Copy the lines starting with the line that contains "of palm tree." and going on through the line that contains "(358, 120), (450, 204)", with "bounding box" changed to "enclosing box" and nothing else altered.

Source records
--------
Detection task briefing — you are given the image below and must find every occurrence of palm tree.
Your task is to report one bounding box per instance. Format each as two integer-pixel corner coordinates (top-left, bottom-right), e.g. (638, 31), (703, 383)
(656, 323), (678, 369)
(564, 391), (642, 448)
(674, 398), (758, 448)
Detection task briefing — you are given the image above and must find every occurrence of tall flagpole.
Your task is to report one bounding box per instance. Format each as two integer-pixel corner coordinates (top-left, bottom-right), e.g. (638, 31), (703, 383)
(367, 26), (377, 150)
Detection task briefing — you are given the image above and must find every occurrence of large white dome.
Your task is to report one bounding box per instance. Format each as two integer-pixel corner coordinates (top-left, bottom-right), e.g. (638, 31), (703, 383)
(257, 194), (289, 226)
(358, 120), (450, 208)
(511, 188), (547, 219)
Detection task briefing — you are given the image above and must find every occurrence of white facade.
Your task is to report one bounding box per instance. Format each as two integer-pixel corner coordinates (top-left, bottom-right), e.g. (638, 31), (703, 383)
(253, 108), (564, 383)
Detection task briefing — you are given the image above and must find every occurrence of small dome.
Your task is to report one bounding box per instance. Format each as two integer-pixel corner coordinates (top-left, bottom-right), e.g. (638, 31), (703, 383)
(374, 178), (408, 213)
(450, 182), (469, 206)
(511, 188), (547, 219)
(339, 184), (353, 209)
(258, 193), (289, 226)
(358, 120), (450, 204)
--------
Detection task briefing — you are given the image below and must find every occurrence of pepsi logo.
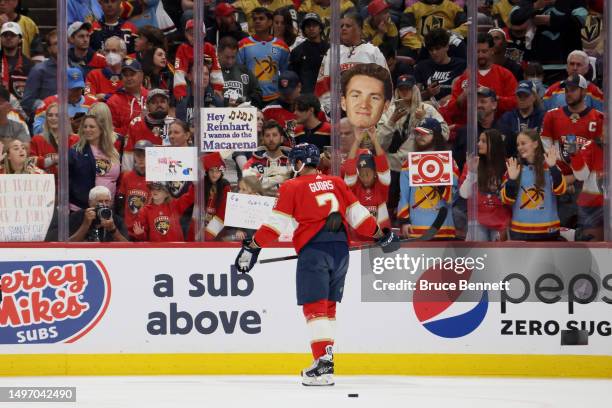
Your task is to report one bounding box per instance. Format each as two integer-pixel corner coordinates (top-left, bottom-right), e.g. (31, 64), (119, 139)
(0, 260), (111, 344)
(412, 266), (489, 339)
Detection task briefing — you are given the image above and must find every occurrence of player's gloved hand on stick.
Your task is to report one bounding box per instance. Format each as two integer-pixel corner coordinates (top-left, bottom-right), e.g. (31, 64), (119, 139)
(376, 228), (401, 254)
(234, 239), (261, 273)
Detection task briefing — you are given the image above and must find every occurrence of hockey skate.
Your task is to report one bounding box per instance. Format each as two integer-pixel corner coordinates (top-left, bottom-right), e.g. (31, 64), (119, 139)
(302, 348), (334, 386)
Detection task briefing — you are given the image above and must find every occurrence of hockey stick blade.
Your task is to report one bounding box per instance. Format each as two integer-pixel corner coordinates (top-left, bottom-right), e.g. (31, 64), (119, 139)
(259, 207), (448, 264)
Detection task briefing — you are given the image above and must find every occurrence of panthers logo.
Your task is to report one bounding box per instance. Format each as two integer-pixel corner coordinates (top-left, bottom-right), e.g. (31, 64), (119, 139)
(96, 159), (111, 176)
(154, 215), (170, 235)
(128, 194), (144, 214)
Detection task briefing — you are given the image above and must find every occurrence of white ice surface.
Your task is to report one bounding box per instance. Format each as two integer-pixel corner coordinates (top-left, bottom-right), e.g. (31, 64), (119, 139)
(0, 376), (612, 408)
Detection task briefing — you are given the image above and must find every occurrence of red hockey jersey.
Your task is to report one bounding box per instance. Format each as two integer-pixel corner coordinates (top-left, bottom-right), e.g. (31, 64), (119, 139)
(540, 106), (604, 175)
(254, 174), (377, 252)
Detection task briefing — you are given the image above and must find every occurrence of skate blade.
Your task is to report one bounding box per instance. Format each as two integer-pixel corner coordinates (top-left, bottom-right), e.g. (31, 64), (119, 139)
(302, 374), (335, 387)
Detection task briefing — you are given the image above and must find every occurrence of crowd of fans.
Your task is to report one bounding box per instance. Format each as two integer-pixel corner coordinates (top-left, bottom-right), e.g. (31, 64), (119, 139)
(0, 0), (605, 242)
--------
Answer to this exercise:
Detection task briefing — you are given the image below and must find every occurrence of palm tree.
Your task is to report one enclosing box per instance. Format each as two integer-pixel corner coordinates (top-left, bottom-right), e.g. (638, 31), (703, 383)
(656, 323), (678, 369)
(564, 391), (642, 448)
(674, 398), (758, 448)
Detection task briefing — you are given the image above and must find every occurrence of tall flagpole.
Your task is to report one enclosing box per instance. Format each as two integer-pixel corner coordinates (top-left, bottom-right), e.g. (638, 31), (703, 383)
(367, 26), (377, 150)
Detection task briefing — you are given the image above and must find every occurrence of large white dome.
Your task is to report one enclosing box per instance. Format each as two integer-pixel corner coordinates (top-left, bottom-right), e.g. (638, 31), (703, 383)
(257, 194), (289, 226)
(358, 120), (450, 208)
(511, 188), (547, 219)
Detection task briefing — you are given the image above and must find every occurrence of white facade.
Your task is to report one enclosing box per instance. Format each as two integer-pixel corner coordinates (top-left, bottom-right), e.g. (638, 31), (703, 383)
(253, 108), (564, 383)
Detection task briefing — you are given the image above and must find every occurrence of small dome.
Your task is to report one enclosing box per instance. Format each as two integer-pixel corner coordinates (top-left, bottom-right), e.g. (638, 31), (703, 383)
(374, 178), (408, 213)
(450, 182), (469, 206)
(511, 188), (547, 219)
(339, 184), (353, 209)
(258, 193), (289, 226)
(358, 120), (450, 204)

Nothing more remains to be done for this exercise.